(Position identification records)
=====

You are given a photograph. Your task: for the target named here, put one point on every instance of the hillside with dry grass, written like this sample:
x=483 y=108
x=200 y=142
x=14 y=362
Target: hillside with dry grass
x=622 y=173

=====

Copy every line of the records above word for word, keeping each line separate and in the same order.

§ SOLUTION FOR THIS TASK:
You are given a photograph. Your task: for the target named here, put one point on every instance of the hillside with dry grass, written like this sample:
x=483 y=108
x=200 y=142
x=14 y=362
Target: hillside with dry grass
x=622 y=173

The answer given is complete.